EXERCISE AIM
Your task is to write out exactly the lines from the line containing "Identify the green ground" through the end of the records, inclusive at both ends.

EXERCISE MATERIAL
■ ■ ■
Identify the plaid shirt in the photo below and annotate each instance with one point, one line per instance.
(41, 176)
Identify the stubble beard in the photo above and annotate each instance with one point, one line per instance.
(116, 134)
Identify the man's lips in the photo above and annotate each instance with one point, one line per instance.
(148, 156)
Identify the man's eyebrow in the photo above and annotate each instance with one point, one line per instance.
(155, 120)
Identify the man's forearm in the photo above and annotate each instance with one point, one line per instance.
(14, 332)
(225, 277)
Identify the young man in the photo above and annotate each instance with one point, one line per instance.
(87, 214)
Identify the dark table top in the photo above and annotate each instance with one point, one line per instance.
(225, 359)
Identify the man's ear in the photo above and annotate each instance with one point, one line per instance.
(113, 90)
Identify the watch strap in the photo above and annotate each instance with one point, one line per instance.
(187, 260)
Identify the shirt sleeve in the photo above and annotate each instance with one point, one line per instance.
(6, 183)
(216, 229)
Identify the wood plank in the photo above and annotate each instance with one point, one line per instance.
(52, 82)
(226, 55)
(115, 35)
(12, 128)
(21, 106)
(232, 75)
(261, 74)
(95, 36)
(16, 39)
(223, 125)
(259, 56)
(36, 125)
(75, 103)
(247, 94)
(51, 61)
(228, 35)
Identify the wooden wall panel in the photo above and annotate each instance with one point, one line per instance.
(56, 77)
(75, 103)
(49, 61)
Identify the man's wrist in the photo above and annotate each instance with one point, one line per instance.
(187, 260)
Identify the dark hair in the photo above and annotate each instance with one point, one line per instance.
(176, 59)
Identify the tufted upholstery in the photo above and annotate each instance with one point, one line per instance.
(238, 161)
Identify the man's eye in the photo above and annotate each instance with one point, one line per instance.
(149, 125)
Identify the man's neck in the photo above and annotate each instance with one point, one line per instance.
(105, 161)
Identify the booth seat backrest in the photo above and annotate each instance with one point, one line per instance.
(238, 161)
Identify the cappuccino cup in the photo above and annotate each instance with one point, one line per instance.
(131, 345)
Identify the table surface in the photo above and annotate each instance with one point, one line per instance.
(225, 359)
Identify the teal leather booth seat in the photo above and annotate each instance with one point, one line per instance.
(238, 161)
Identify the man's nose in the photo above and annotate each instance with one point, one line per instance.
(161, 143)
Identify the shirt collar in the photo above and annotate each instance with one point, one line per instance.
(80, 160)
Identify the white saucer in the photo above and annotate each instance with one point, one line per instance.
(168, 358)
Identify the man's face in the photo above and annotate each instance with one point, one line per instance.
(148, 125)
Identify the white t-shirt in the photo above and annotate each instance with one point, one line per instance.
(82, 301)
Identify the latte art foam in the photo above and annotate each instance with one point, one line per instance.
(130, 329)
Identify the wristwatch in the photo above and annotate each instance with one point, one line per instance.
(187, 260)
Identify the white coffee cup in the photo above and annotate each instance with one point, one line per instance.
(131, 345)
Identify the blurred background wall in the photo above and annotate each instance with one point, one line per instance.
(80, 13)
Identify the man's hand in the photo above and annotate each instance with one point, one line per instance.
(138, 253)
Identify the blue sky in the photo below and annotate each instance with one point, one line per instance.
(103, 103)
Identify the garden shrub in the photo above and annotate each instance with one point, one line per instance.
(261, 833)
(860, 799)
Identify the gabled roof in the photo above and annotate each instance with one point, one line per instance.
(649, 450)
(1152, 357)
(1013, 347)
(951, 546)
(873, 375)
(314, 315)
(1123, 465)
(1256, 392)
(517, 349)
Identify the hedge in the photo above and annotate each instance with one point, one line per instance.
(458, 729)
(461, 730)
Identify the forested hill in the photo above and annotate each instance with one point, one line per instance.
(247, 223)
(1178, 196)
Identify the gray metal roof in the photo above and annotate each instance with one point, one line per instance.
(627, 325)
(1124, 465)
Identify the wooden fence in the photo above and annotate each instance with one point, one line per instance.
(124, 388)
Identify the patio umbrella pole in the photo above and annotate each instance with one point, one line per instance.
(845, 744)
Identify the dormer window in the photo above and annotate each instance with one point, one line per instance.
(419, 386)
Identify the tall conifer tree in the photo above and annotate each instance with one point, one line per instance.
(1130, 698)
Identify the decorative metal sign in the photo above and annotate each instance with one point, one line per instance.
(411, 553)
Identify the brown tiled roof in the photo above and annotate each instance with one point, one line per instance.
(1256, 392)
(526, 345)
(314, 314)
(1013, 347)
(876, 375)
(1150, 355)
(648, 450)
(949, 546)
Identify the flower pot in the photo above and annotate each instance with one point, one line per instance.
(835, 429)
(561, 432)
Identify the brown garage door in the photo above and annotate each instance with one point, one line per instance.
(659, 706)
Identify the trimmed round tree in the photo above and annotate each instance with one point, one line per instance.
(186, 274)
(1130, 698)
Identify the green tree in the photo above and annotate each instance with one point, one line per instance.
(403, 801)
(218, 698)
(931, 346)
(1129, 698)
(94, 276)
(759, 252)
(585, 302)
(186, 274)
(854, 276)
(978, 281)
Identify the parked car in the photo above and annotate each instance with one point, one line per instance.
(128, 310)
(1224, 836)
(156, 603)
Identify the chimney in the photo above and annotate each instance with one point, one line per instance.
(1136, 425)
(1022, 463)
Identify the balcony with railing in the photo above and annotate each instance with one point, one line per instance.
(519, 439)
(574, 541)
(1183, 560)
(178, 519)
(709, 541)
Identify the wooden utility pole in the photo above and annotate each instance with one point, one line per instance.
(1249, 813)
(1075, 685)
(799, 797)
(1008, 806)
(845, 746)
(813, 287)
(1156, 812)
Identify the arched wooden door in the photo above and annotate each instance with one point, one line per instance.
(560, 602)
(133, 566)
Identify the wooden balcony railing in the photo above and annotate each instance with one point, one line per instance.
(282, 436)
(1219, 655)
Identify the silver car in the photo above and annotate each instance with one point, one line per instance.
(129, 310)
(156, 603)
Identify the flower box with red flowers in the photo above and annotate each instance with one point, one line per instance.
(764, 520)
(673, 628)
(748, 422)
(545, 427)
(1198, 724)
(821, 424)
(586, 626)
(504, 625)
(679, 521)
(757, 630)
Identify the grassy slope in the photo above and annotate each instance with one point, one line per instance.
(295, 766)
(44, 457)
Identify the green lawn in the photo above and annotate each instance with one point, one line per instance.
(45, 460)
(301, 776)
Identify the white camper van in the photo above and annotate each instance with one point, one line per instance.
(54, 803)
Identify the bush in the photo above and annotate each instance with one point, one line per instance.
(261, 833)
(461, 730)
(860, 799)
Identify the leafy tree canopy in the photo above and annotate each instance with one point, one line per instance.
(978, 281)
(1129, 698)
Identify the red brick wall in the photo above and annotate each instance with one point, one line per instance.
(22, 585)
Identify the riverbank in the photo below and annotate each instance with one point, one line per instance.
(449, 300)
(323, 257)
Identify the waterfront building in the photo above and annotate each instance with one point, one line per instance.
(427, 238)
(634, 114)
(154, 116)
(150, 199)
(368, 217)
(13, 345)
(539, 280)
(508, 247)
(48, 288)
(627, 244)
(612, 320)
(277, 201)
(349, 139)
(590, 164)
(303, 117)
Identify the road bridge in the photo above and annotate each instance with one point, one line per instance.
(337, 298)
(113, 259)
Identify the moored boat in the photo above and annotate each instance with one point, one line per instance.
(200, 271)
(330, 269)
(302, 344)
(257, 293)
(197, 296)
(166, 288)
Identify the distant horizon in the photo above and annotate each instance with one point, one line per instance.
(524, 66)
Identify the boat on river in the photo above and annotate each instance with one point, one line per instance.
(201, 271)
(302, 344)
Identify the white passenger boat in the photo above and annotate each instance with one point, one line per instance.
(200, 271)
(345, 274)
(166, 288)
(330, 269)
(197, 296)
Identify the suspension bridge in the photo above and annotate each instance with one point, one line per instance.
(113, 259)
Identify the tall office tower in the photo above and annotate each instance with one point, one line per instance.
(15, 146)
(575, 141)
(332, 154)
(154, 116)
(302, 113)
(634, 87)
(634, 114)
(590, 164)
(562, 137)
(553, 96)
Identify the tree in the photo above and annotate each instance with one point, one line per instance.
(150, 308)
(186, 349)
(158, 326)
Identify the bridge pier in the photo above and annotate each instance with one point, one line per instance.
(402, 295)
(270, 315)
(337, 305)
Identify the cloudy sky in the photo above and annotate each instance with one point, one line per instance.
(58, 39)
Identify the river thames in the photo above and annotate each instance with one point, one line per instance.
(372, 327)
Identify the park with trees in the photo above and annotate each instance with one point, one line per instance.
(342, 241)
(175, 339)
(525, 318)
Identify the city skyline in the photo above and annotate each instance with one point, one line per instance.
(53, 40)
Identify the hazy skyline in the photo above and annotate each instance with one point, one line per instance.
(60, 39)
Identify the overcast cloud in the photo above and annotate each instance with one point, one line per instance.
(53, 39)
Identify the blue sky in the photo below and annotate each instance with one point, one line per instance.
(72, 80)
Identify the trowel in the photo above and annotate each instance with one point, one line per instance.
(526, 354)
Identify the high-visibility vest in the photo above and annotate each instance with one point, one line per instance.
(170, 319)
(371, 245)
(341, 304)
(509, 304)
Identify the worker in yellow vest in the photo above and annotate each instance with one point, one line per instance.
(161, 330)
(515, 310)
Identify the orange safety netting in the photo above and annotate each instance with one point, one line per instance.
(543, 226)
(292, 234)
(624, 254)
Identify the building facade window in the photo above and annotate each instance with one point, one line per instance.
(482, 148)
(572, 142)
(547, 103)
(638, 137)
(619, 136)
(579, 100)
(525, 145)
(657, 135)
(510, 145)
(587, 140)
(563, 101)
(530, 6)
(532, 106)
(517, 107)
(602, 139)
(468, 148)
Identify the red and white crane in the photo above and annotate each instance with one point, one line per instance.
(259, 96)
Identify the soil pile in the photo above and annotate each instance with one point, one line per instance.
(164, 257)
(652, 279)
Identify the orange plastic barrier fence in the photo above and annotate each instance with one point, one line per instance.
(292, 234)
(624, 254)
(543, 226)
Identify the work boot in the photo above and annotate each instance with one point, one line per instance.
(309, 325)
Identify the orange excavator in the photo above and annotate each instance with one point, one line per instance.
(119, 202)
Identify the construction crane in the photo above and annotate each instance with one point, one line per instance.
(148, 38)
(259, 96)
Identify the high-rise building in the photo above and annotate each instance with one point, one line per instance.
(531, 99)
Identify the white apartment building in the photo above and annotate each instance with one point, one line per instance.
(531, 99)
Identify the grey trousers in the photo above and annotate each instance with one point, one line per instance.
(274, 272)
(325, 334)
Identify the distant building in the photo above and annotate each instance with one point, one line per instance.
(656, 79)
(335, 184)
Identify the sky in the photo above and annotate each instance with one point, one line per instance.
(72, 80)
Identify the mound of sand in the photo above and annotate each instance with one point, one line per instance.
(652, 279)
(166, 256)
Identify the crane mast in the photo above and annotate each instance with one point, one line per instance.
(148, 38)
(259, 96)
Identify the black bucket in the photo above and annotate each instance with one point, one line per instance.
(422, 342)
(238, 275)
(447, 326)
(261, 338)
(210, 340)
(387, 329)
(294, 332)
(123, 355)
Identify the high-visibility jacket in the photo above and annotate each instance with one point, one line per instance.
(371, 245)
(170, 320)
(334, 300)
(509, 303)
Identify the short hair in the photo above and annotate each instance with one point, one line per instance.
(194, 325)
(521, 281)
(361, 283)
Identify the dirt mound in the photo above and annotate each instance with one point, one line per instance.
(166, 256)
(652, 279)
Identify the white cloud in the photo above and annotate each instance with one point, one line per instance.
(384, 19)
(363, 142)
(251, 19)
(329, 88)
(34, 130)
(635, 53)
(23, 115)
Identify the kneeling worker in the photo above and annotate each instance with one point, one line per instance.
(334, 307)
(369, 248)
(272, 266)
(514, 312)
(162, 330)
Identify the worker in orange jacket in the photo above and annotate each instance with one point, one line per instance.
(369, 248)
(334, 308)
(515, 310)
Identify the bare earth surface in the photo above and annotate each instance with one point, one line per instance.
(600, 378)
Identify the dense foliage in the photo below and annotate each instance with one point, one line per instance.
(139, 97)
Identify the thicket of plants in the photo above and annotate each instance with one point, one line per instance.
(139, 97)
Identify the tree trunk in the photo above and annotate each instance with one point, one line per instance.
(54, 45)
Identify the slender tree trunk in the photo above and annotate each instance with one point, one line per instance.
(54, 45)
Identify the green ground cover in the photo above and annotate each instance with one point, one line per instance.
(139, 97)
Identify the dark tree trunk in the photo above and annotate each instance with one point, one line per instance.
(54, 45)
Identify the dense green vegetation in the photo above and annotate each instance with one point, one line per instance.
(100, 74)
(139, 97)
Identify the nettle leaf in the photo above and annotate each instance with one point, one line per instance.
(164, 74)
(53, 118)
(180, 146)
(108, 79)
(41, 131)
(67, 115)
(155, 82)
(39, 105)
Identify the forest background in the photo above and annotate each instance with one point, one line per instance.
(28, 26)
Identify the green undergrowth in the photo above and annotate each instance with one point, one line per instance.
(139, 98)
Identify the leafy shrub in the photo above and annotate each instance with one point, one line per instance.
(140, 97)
■ ■ ■
THE SOLUTION
Identify the green ground cover in the photo above and annotate each instance with one point, one line per instance.
(139, 97)
Identify the dark tree trunk in the photo above and annotate each instance with one point, one line per instance.
(54, 45)
Identify the dense green vegetation in the photo above and annotate each instance with one point, one line per instance.
(100, 74)
(139, 97)
Identify the nettle leaf in the photo above and annotate each instance with one point, one line per instance.
(164, 74)
(53, 118)
(180, 146)
(108, 79)
(41, 131)
(67, 115)
(155, 82)
(39, 105)
Identify the forest background in the photo above and annotate each instance with one point, one line per instance.
(28, 26)
Identify the green undergrowth in the photo above and annotate each instance with one point, one line per instance.
(139, 98)
Identify the leafy shrub in the photo above and annotate each instance with one point, one line per instance.
(140, 97)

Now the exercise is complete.